Document passage
Holtsós (/is/), sometimes anglicised as Holtsos, is a tidal lagoon south of Eyjafjallajökull in south Iceland. It is fed by the Holtsá river and separated from the Atlantic Ocean by a narrow strip of sand. It is approximately 4 km long by 2 km wide and approximately 2 m deep at its deepest point.

==Ecology==
The lagoon has a sedimented bottom and no appreciable salt gradient. Species found there include Gammarus zaddachi and Gammarus duebeni. Eurasian oystercatchers frequent it. Above Holtsós is a deep freshwater pool called Hellisvatn after the cave that overlooks it, Steinahellir, which was the location of the district assembly for Eyjafjöll from 1818 to 1905. Hellisvatn does not freeze and therefore attracts many birds in winter when other sources of water are frozen over.

Like other shallow lagoons, Holtsós is prone to overflow its banks when the river feeding it runs high, and it is often necessary to keep the opening to the ocean open against sedimentation to prevent flooding of the adjacent land.

==History and literature==
Mediaeval names for the lagoon were Holtárós, Holtavatn or Holtavatnsós. In the 12th century, ships sometimes used it as a harbour. Its frequent flooding is mentioned in one of the Old Norse accounts of Bishop Þorlák, Jarteinabók Þorláks saga byskups önnur. The farm called Holt, immediately to the west, was an important centre in the Middle Ages, and Holtsós is probably also identical with the Arnarbælisóss of Njáls saga.

Holtsós also occurs in one of the Icelandic folktales recorded by Jón Árnason. A fisherman has a dream foretelling that he will undergo a test at sea off Holtsós. He lays his boat up and believes he has avoided the danger when it is destroyed on land by a storm, but then crewing for another man, he is the only casualty when another storm blows up and the ship is wrecked off Holtsós.

[Extracted data entries]
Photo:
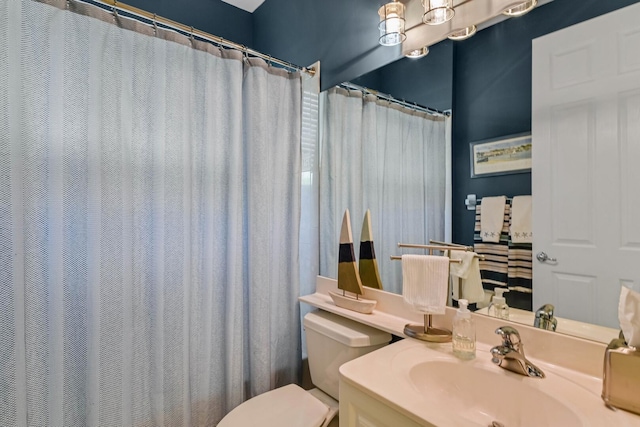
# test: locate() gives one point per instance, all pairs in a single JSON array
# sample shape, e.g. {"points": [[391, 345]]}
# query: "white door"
{"points": [[586, 165]]}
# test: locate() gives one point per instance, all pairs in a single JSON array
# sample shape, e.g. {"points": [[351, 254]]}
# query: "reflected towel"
{"points": [[492, 218], [465, 277], [520, 229], [425, 282]]}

Action item
Reproduce word for word the part of the Holtsós lagoon passage that begins at the words "Holtsós (/is/), sometimes" and ends after "its deepest point.".

Your solution
Holtsós (/is/), sometimes anglicised as Holtsos, is a tidal lagoon south of Eyjafjallajökull in south Iceland. It is fed by the Holtsá river and separated from the Atlantic Ocean by a narrow strip of sand. It is approximately 4 km long by 2 km wide and approximately 2 m deep at its deepest point.